(Photo-based referring expression data)

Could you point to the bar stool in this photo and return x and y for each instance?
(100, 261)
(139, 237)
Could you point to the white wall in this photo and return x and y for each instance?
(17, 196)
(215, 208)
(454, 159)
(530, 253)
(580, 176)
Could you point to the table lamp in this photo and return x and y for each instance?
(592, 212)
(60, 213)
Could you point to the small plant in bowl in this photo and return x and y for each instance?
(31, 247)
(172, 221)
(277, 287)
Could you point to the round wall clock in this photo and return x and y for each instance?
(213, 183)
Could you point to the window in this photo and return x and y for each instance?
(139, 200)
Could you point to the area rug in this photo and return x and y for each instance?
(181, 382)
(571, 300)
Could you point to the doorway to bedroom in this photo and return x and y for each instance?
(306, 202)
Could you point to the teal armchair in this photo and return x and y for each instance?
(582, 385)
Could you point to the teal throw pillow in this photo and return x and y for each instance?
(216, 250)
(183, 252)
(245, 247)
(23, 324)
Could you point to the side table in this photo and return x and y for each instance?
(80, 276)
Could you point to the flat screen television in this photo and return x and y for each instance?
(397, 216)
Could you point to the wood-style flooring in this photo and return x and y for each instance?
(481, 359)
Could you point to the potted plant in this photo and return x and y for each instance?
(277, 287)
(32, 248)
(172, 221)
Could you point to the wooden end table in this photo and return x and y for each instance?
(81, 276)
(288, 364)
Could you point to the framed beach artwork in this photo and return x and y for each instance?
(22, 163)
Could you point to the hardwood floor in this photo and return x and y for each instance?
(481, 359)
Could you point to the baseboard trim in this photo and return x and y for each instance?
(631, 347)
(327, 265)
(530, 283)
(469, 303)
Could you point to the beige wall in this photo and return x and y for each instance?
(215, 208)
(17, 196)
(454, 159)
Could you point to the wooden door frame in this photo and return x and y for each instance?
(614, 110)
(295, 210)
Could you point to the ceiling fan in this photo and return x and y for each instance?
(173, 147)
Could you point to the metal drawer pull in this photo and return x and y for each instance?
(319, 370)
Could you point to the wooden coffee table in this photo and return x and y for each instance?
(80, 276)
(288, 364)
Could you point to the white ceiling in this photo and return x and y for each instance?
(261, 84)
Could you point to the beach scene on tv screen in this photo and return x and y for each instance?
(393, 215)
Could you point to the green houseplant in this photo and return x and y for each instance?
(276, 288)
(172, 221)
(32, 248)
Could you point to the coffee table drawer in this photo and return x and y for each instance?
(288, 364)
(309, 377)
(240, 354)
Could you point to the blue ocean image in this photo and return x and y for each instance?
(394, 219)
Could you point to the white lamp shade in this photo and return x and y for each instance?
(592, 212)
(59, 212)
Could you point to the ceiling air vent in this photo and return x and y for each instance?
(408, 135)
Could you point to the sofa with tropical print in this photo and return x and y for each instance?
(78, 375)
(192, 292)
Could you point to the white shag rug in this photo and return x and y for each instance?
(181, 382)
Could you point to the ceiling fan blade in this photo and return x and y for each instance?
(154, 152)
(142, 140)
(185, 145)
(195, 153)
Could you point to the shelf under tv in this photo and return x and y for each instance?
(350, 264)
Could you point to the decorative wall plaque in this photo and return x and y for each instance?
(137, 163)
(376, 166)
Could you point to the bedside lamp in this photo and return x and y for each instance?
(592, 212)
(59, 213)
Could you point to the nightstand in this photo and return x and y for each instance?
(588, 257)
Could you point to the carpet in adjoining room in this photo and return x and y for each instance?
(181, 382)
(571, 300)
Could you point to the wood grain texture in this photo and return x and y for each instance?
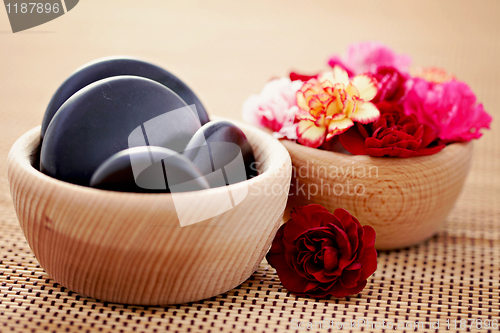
(404, 200)
(130, 248)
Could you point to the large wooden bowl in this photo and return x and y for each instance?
(130, 248)
(404, 200)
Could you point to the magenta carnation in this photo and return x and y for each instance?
(274, 108)
(449, 108)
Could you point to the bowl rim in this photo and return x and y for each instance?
(453, 148)
(24, 149)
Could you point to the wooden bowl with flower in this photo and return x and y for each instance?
(130, 248)
(391, 148)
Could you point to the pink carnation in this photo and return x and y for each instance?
(275, 108)
(368, 56)
(449, 108)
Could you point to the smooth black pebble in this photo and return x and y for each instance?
(110, 67)
(222, 153)
(111, 115)
(148, 169)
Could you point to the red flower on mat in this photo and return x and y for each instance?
(317, 253)
(394, 134)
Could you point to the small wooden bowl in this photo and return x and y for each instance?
(405, 200)
(130, 248)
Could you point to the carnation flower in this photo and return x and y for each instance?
(274, 108)
(330, 104)
(368, 56)
(449, 108)
(394, 134)
(318, 254)
(391, 84)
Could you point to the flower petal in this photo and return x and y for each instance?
(336, 127)
(365, 113)
(366, 85)
(340, 75)
(353, 141)
(309, 134)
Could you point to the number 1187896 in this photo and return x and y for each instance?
(32, 7)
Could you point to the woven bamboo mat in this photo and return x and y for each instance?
(454, 277)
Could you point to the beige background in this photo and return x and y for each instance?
(227, 50)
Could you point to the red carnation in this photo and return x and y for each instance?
(393, 134)
(317, 253)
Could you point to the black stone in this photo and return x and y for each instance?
(148, 169)
(109, 116)
(217, 145)
(109, 67)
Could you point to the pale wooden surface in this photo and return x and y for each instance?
(405, 200)
(226, 50)
(131, 248)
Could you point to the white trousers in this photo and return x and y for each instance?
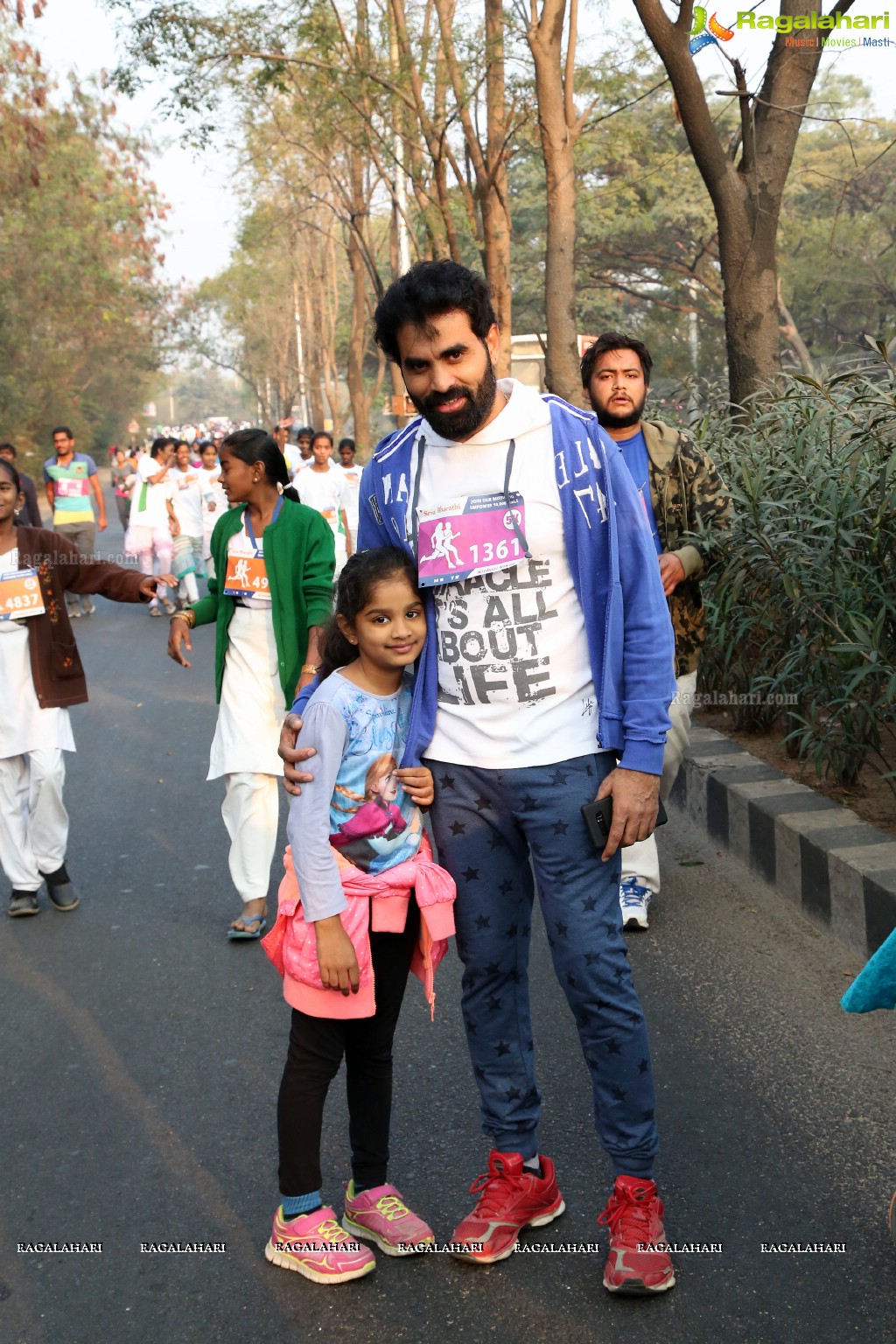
(251, 812)
(34, 822)
(641, 860)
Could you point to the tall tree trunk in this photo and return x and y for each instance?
(358, 394)
(489, 164)
(559, 128)
(747, 195)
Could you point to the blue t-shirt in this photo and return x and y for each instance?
(634, 452)
(355, 804)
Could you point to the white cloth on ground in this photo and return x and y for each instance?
(251, 814)
(251, 699)
(34, 822)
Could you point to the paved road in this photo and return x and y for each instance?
(141, 1055)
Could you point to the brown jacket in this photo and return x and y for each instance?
(695, 515)
(55, 667)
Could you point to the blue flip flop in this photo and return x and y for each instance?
(243, 934)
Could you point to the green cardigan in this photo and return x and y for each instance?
(300, 558)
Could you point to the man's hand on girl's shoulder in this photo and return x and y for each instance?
(291, 754)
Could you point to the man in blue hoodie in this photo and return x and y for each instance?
(544, 682)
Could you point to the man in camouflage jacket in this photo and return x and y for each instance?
(690, 514)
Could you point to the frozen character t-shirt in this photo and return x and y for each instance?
(356, 802)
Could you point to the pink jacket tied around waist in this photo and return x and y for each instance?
(291, 944)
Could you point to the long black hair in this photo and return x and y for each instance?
(256, 445)
(360, 574)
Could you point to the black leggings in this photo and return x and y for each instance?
(316, 1048)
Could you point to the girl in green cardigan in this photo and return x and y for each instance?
(271, 594)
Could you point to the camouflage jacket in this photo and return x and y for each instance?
(693, 515)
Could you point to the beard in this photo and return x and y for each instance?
(607, 418)
(464, 423)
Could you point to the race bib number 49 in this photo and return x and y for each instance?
(469, 536)
(246, 577)
(67, 488)
(20, 594)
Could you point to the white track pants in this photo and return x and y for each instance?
(641, 860)
(34, 822)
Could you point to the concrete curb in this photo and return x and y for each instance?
(821, 857)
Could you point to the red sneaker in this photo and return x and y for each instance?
(639, 1261)
(511, 1198)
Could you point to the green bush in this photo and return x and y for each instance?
(802, 605)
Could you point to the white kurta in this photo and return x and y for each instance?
(24, 726)
(251, 699)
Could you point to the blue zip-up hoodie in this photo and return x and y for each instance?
(614, 571)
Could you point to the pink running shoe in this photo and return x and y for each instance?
(316, 1246)
(381, 1215)
(511, 1198)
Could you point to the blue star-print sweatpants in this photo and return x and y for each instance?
(486, 822)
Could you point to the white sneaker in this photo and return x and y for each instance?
(634, 900)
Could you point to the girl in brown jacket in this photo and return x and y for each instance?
(40, 675)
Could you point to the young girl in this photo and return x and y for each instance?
(40, 675)
(269, 601)
(346, 927)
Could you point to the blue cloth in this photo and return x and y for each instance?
(485, 824)
(356, 804)
(875, 985)
(634, 452)
(614, 570)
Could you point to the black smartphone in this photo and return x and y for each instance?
(598, 819)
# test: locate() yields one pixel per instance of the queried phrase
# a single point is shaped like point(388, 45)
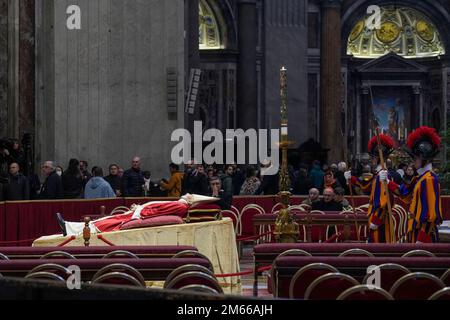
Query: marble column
point(246, 77)
point(331, 81)
point(366, 125)
point(3, 68)
point(26, 67)
point(415, 110)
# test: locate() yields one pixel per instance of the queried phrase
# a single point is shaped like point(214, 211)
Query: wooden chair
point(193, 277)
point(44, 276)
point(416, 286)
point(3, 257)
point(443, 294)
point(120, 254)
point(329, 286)
point(56, 269)
point(187, 268)
point(356, 252)
point(119, 278)
point(305, 276)
point(191, 254)
point(389, 274)
point(57, 255)
point(121, 268)
point(199, 288)
point(418, 253)
point(365, 292)
point(446, 278)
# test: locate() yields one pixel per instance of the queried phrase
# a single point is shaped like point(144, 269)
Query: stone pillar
point(26, 67)
point(246, 77)
point(331, 82)
point(415, 110)
point(192, 49)
point(366, 125)
point(13, 69)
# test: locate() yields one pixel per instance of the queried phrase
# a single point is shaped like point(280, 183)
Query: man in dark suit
point(52, 187)
point(17, 188)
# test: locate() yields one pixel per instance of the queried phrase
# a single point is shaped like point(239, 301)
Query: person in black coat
point(133, 180)
point(73, 181)
point(328, 203)
point(17, 188)
point(216, 191)
point(52, 187)
point(197, 181)
point(114, 180)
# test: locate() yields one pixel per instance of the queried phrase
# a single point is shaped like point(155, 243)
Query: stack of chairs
point(181, 267)
point(342, 272)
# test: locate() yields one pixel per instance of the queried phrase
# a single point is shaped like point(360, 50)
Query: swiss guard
point(371, 184)
point(423, 192)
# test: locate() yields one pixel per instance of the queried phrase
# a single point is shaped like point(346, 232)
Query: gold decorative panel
point(405, 31)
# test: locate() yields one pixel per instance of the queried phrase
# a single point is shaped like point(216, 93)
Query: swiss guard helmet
point(424, 142)
point(387, 146)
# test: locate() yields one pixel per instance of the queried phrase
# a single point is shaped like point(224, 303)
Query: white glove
point(373, 226)
point(348, 175)
point(383, 176)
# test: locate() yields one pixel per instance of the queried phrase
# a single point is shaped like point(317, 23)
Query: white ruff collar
point(427, 168)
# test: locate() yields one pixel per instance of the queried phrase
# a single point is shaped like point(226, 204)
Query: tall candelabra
point(286, 229)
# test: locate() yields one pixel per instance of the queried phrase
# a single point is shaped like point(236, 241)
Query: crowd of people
point(78, 182)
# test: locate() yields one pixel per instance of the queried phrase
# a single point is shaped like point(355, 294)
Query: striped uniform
point(377, 212)
point(425, 210)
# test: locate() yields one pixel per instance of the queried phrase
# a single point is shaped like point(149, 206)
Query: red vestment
point(150, 210)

- [TASK TO CARRY OUT]
Would you print exactly, and only, the lines of the data above from the line with "Query: man in dark suit" through the line with "# a single point is shaped like point(239, 301)", inclusive?

- [OUTPUT OF THE TASK]
Query: man in dark suit
point(52, 187)
point(17, 188)
# test: locate() yields one pixel per instance of the queried phrase
# a single point is shaped like point(239, 301)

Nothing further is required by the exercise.